Exercise aim » Skip every image and restate the data word for word.

■ ■ ■ ■ ■

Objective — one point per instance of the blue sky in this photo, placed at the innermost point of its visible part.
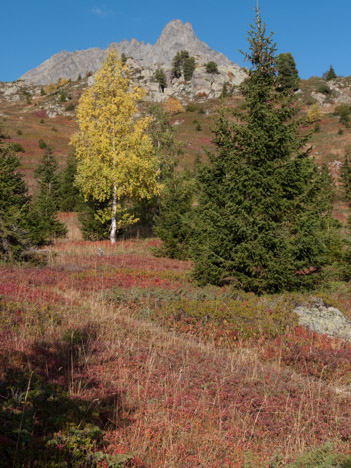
(316, 32)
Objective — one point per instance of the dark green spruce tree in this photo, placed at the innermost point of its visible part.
(70, 198)
(15, 244)
(263, 221)
(288, 76)
(46, 204)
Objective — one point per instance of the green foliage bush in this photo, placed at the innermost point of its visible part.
(324, 89)
(172, 223)
(161, 78)
(70, 198)
(18, 148)
(344, 112)
(183, 63)
(191, 107)
(42, 144)
(46, 204)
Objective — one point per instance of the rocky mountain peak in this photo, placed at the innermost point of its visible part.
(176, 32)
(175, 36)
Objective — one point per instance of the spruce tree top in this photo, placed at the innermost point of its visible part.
(263, 220)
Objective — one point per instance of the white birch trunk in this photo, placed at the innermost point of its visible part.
(113, 231)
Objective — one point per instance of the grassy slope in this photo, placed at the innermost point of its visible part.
(124, 334)
(175, 392)
(328, 145)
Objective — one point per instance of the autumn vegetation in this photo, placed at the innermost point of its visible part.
(180, 350)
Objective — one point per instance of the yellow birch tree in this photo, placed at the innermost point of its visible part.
(115, 156)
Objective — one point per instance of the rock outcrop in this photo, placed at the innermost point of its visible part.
(321, 318)
(175, 37)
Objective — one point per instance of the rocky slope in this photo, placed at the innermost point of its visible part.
(175, 37)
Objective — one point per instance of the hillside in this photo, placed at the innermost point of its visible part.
(28, 115)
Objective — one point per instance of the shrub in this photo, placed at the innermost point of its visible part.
(191, 107)
(50, 88)
(70, 107)
(324, 89)
(42, 144)
(18, 148)
(344, 112)
(173, 106)
(314, 114)
(330, 74)
(161, 78)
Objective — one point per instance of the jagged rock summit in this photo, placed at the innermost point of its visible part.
(175, 36)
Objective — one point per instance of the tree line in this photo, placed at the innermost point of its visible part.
(256, 214)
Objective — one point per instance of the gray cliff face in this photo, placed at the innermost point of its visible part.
(175, 37)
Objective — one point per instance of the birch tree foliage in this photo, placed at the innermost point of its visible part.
(116, 160)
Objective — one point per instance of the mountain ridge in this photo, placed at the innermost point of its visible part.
(175, 36)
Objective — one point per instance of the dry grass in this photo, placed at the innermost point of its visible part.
(177, 401)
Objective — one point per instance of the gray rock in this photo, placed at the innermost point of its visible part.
(175, 37)
(321, 318)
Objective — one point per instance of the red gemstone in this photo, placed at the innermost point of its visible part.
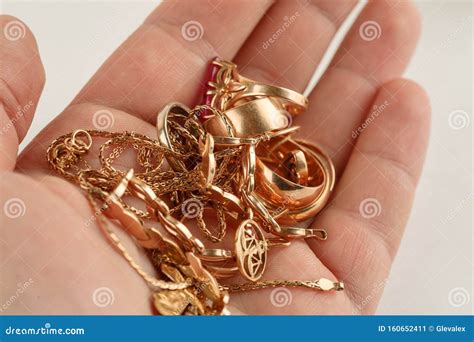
(211, 76)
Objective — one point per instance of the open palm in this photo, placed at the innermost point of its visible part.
(373, 124)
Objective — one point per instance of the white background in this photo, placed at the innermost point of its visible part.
(435, 258)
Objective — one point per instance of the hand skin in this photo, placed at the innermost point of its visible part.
(66, 261)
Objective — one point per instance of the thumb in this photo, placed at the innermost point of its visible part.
(21, 82)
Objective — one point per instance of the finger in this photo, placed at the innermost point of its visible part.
(366, 218)
(166, 58)
(290, 40)
(364, 61)
(21, 82)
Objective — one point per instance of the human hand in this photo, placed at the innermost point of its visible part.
(378, 151)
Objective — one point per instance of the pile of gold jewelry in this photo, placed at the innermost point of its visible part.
(230, 166)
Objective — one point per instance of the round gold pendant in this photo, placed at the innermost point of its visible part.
(251, 250)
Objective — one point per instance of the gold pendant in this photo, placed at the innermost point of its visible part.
(251, 250)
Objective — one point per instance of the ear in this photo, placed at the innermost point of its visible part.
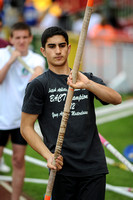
(43, 51)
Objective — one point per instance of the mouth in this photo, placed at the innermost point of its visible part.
(58, 57)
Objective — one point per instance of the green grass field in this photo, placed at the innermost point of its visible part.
(119, 133)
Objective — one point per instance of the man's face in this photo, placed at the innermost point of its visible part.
(56, 51)
(21, 40)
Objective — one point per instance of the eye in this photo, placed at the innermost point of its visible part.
(51, 46)
(62, 45)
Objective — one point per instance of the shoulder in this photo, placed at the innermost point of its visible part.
(36, 55)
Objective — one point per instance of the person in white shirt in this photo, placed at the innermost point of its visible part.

■ ■ ■ ■ ■

Result of this task »
Objective — one point per instance of the blue sky in this photo, placed at the innermost point of its visible part.
(316, 32)
Objective — one point per instance of the dark green spruce tree in this photo, placed at the innermost point of its visible part.
(70, 198)
(15, 244)
(263, 221)
(288, 76)
(46, 204)
Objective — one point per instance of the green foliage bush in this photo, placed at the innermost point of its visible part.
(324, 89)
(172, 223)
(161, 78)
(70, 198)
(18, 148)
(344, 112)
(183, 63)
(191, 107)
(42, 144)
(46, 204)
Objective — one point per instance of the rocky mountain peak in this photo, placed at the innermost point of its visible part.
(176, 32)
(175, 36)
Objective — one point per instance of the spruce tree top in this photo, placed at the innermost point of its visible part.
(263, 220)
Objective — one point per instance of the white birch trunk in this photo, placed at the innermost point of its visible part.
(113, 231)
Objective — one point per instance of the grassy slope in this photo, placed at the innermost point of its visible part.
(124, 334)
(175, 392)
(328, 145)
Objective — one point per instance of the autumn vegetation in this photo, placed at the innermost point of its visible part.
(180, 350)
Objective — one point per instance of the yellow birch tree in this photo, placed at the innermost point of its visible part.
(115, 156)
Objective — one point per instance of the rock outcrop in this photo, placed at the innermost point of its visible part.
(321, 318)
(175, 37)
Objective — one point per instance of the rocky slope in this photo, placed at the innermost point of its visible part.
(175, 37)
Objective — one point per instance of the hillside in this photo, placed at the innermost point of its visible part.
(28, 115)
Objective — one point per instance of the shrub in this photo, placed at the innermost point of its visible part.
(191, 107)
(50, 88)
(70, 107)
(324, 89)
(42, 144)
(18, 148)
(344, 112)
(173, 106)
(314, 114)
(330, 74)
(161, 78)
Objective — one point per instance of the jagged rock summit in this photo, placed at the innermost point of its visible part.
(175, 36)
Objective — one point per instance of the tree line in this photo, placed at the innermost point of its visible part.
(256, 214)
Objective — one point per instance of the gray cliff face in this photo, placed at the innermost point of its visible part.
(175, 37)
Objective — one point per instance of the birch tree foliage in this photo, placed at the innermost point of its visible part.
(116, 160)
Objective — one point per instance of the mountain ridge in this photo, placed at the innermost point of its visible part.
(175, 36)
Objective — one point per instance of the dry grass in this photo, placed at the innermost point of its visible part.
(177, 401)
Objective — one point per instance of the gray rock in this photo, placed at the innermost point of its visible part.
(175, 37)
(321, 318)
Objective — one point per instance of the red gemstone in this photo, placed at the innermost point of its visible part.
(211, 76)
Objective — one point per instance of the open palm in this photo, placed at the innermost point of its visible part.
(373, 124)
Objective — one point per instance of the white background in this photo, placed at the innermost point of its visible part.
(435, 258)
Objective — one point per instance of the hand skin in this photo, placed at the innermost point of its visible part.
(66, 261)
Objective — one point per instance of the thumb in this photo, placed at the innermost point of its visible part.
(21, 82)
Objective — one point per instance of the finger in this photo, placed at the innermost point of its visible part.
(366, 218)
(166, 58)
(290, 40)
(364, 61)
(21, 82)
Objective — one point per instance of the human hand in this photo, placed at the innermost point of its visible part.
(378, 151)
Objective — one point per instance of the pile of gold jewelry in this photo, placed at the innermost point of its visible part.
(230, 166)
Objective — one point per instance of the round gold pendant in this photo, placed at the innermost point of its visible part.
(251, 250)
Objective — one point per instance of the gold pendant in this photo, placed at the innermost point of its visible part.
(251, 250)
Objective — one point per instance of the ear in this photo, placed at the innermost point of its visible part.
(43, 51)
Objective — one point per instance of the mouth in this photo, placed at the innermost point of its visible part.
(58, 57)
Objective — one point per instance of the green grass field in this photo, placed at the innermost point of its visible part.
(119, 133)
Objective — one point per instance of the man's face in this photo, placed at the innermost point of its visible part.
(56, 51)
(21, 40)
Objective — one point per instance of the eye in this photo, placed at the innermost point of its visible part.
(51, 46)
(62, 45)
Objective — one point per instance of the shoulder in this photo, placed at the innermost point of its visible part.
(36, 55)
Objective — one point per instance of the person in white shirt in this photo, placed at the innermost point of its visible part.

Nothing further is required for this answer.